▶ **Pointing and labeling items**
'''
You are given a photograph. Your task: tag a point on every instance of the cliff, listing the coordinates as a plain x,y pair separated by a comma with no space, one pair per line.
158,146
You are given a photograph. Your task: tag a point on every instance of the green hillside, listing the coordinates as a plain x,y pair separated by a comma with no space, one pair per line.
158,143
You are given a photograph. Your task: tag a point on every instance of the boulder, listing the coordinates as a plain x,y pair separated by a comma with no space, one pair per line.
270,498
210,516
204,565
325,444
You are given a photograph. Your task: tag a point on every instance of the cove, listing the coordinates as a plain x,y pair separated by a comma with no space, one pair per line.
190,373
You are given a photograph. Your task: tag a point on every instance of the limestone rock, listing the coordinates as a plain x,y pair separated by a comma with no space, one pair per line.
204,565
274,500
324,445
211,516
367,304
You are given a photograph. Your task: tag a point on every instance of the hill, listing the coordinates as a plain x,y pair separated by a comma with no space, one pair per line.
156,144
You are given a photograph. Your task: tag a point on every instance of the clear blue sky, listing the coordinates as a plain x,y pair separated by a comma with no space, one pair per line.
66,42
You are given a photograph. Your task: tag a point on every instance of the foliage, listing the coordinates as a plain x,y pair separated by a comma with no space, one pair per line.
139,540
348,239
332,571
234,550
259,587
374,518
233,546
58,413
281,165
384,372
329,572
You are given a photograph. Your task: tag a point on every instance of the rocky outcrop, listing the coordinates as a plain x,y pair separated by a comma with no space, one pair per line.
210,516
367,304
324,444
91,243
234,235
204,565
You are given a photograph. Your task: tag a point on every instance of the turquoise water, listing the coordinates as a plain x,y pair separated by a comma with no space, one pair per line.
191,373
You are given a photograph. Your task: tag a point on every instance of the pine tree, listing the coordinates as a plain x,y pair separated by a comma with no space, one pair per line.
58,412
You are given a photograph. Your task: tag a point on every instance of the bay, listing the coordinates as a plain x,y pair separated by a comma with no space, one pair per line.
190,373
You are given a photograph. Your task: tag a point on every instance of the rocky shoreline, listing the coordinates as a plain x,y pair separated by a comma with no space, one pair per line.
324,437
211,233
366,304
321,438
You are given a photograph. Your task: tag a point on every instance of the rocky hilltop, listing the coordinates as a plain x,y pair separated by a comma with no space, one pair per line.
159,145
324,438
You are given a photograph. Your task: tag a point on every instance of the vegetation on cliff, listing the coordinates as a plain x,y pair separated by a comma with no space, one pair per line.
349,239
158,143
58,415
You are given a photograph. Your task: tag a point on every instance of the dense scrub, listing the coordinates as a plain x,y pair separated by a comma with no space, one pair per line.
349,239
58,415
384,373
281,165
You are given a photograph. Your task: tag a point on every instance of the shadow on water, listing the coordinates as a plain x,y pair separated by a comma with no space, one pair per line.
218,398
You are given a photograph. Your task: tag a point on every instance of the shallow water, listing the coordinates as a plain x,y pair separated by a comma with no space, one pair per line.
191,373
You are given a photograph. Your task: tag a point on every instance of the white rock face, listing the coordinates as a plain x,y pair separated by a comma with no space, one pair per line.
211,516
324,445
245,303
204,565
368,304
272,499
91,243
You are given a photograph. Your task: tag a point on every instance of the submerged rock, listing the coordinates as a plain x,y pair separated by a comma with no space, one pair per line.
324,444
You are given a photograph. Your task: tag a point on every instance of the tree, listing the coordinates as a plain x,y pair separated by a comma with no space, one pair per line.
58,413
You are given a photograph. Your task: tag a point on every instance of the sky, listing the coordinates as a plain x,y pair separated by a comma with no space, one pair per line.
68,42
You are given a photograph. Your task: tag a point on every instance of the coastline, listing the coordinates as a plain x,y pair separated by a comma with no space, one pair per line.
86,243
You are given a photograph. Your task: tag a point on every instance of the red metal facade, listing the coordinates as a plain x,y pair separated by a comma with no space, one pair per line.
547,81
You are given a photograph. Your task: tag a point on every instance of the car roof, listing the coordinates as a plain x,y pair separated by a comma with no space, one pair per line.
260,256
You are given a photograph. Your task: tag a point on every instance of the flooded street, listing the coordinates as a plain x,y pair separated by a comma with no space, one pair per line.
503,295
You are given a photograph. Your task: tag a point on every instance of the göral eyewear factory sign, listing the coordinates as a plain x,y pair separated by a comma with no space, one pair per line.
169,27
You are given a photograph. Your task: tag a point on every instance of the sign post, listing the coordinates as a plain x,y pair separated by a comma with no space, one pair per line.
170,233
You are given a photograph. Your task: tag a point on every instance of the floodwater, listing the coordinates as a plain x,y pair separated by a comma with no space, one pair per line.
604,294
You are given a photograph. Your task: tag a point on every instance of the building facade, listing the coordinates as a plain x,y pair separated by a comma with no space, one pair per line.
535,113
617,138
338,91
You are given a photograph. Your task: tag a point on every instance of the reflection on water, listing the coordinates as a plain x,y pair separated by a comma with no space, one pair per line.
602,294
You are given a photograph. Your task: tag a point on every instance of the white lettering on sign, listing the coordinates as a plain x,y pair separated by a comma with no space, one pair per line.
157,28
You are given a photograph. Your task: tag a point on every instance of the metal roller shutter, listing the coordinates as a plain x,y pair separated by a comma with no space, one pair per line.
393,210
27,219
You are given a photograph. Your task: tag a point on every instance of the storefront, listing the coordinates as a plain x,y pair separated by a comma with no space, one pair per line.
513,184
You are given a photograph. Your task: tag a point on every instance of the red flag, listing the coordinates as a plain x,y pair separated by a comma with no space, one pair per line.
'''
▶ **What the task requires**
Copy out every item above word for word, without changing anything.

▶ **Correct answer**
You are given a photograph. Your task: tag a point on every instance of the cliff, listing the coordinates as a plain x,y pair separated by a comma with no space, one pair per line.
158,146
You are given a photograph. Your task: tag a point on every instance of the green hillside, listing the coordinates as a plain x,y pair separated by a comma with no space, one pair per line.
158,143
You are given a photograph. Your task: tag a point on every instance of the boulder, listing the coordinates as a plain x,y pair separated by a comma with no space, one pair per line.
270,498
210,516
204,565
325,444
You are given a photograph. Your task: tag a point on every instance of the cove, listing the coordinates as a plain x,y pair separated by a comma with no space, one pair per line.
190,373
You are given a photograph. Your task: tag a point on every instance of the limestone rock, listing the coordinates as a plain x,y pair separated by a comma with no space, one pair per line.
204,565
274,500
324,445
211,516
367,304
You are given a photograph. Your task: tag a point on every instance of the hill, listing the coordinates as a plain x,y pair separated by a comma with no space, one pair per line.
156,144
You are given a photograph. Your task: tag a point on every instance of the clear blue sky, listing the coordinates as a plain x,y pair separated by a comma with no space, one pair per line.
66,42
You are given a photograph. Your task: tag a point on every instance of the foliage, listing the coordinates as a plain x,y pair separated by a comma with no space, one pair per line.
139,540
348,239
332,571
234,550
259,587
374,518
233,546
58,413
281,165
384,372
329,572
You are given a photograph. Your task: tag a point on every instance of the rocky outcrop, listing the coordinates as a plain x,y pair separated by a comma with no space, one pair per line.
210,516
367,304
324,444
91,243
234,235
204,565
You are given a photograph. Your task: tag a point on every instance of the turquoise water, listing the coordinates as a plain x,y pair separated by a comma with no space, one pair per line.
191,373
You are given a photograph. Your task: tag a point on every instance of the pine tree, listing the coordinates as a plain x,y pair separated by a comma with no space, one pair per line.
58,412
You are given a photograph. Your task: tag a point on every instance of the bay, listing the coordinates as a plain x,y pair separated by a comma with no space, one pair per line.
190,373
You are given a photograph. Your task: tag a point on every instance of the rocky shoreline, listing the coordinates as a plain x,y pair separated by a comma with no space, one pair per line.
324,437
211,233
366,304
321,438
You are given a photograph. Your task: tag a point on every instance of the rocky hilltop, listing the coordinates as a plain x,y pair separated by a comma with no space, one pair per line.
159,145
324,438
You are given a photograph. Your task: tag a point on every instance of the vegetation on cliff, listing the coordinates as a plain x,y pair separated by a comma with no space, one pair per line.
349,239
158,143
58,415
You are given a photograph. Your task: tag a point on every instance of the dense scrub, listing the coordinates as a plain x,y pair separated by a comma with no space, one pair per line.
349,239
58,415
384,373
281,165
You are given a photograph. Your task: tag a point on every instance of the shadow on water, listing the coordinates as a plain x,y pair separated by a comma with no space, one pair per line.
218,398
You are given a photograph. Your task: tag a point on every instance of the shallow water, listing the coordinates as a plain x,y pair separated by a comma with no space, one pair per line.
191,373
You are given a photograph. Your task: tag a point on every instance of the white rock face, listing the coordinates as a plain x,y pair separated by a comma with no space, one pair per line.
211,516
324,445
245,303
204,565
368,304
272,499
91,243
You are given a photograph. Your task: tag a point on every instance of the submerged rock, listing the coordinates as a plain x,y pair separated by a comma with no space, one pair per line.
324,444
You are given a photograph. Your task: tag a point on every instance of the tree, listing the coordinates as a plain x,y pair separated by a comma with no space, one pair per line.
58,413
You are given a photograph. Your task: tag a point on every instance of the sky, listing the coordinates as a plain x,y pair separated by a comma with no space, one pair per line.
68,42
You are given a photograph. Your task: tag a point on every instance of the coastline, listing the coordinates as a plain x,y pair separated by a comma with no space, one pair per line.
86,243
You are given a photograph. Your task: tag a point on every instance of the red metal facade, listing the coordinates as a plain x,y pair separated by a comma with no space, one pair per line.
547,81
You are given a photograph. Your task: tag a point on every instance of the car roof, listing the coordinates as a plain x,y pair separated by a comma with no space, one pair per line.
260,256
You are given a photograph. Your task: tag a point on every instance of the flooded street, listing the coordinates as a plain x,y pair separated by a comma with no space, one pair per line.
503,295
You are given a photograph. Your task: tag a point on every instance of the göral eyewear factory sign, listing the coordinates as a plain x,y pair separated by a comma with no space, one pair per line.
169,27
You are given a photograph. Your task: tag a point on every instance of the sign post, listing the coordinates as a plain x,y pair separated by a comma with no space, one pair per line.
170,233
You are given a photograph. Your task: tag a point on every instance of the floodwater, listing the coordinates as a plain x,y pair separated by a comma with no space, one pair per line.
604,294
You are given a photograph. Your task: tag a point on every instance of the building facade, listing the coordinates as a plain x,y pair separated by a comma with no space, one pair per line.
535,113
617,138
338,91
You are given a photograph. Your task: tag a point on every instance of the reflection on water, listing the coordinates as a plain x,y pair separated by a comma with no space, one pair per line.
602,294
You are given a photograph. Your task: tag a point on every instance of the white lettering on sign, listing the coordinates as a plain x,y pair separated by a comma with no space, one pair per line.
157,28
You are given a photograph. Your task: tag a point on every instance of the metal roller shutter, listing the coordinates as a plain x,y pair separated by a comma with no space, one pair per line.
393,210
27,219
You are given a photograph. Your task: tag a point on every instance of the storefront, listing the coordinates as a plain x,y pair separated by a comma with no space, one pair per line.
513,184
You are given a photograph. Your task: tag a point on every instance of the red flag, listing the coordinates as a plain x,y pair separated by a comma with no space, one pair per line.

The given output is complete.